------ Data supplied

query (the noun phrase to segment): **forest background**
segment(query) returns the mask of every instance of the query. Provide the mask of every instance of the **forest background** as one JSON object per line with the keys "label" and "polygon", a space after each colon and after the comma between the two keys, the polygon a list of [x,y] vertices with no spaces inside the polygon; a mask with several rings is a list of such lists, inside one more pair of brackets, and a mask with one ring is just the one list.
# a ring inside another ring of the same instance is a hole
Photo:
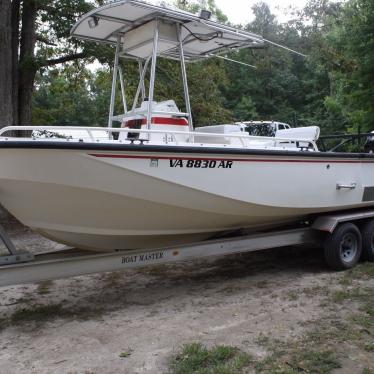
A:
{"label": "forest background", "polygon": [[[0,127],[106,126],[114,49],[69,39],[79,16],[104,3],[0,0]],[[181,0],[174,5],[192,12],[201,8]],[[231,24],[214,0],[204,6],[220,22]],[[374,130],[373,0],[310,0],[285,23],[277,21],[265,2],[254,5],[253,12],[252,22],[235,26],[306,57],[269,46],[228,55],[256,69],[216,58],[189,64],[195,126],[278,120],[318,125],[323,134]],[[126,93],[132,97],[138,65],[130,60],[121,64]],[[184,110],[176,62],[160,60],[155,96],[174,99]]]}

------------

Exercise details: The records above need to be copied exactly, with the pictures left out.

Output below:
query (the noun phrase to segment): **forest background**
segment(query) returns the mask of every instance of the query. Provide the mask of every instance of the **forest background** as one JSON object per line with the keys "label" and "polygon", a space after each colon and after the comma between the two keys, the polygon a list of [x,y] vertices with no spaces inside the polygon; a mask with several rings is a list of such lists, inside one more pair of brackets, and a mask with one ring is just the one list.
# a ring inside another ring of the same instance is a hole
Photo:
A:
{"label": "forest background", "polygon": [[[0,127],[106,126],[114,49],[69,39],[79,16],[104,3],[0,0]],[[181,0],[174,5],[192,12],[201,8]],[[231,24],[214,0],[204,6],[220,22]],[[374,130],[373,0],[310,0],[285,23],[277,21],[265,2],[254,5],[253,12],[252,22],[235,26],[306,57],[269,46],[228,55],[256,69],[216,58],[189,64],[195,126],[278,120],[318,125],[323,134]],[[126,93],[132,97],[138,65],[130,60],[121,64]],[[184,110],[176,62],[160,60],[155,96],[174,99]]]}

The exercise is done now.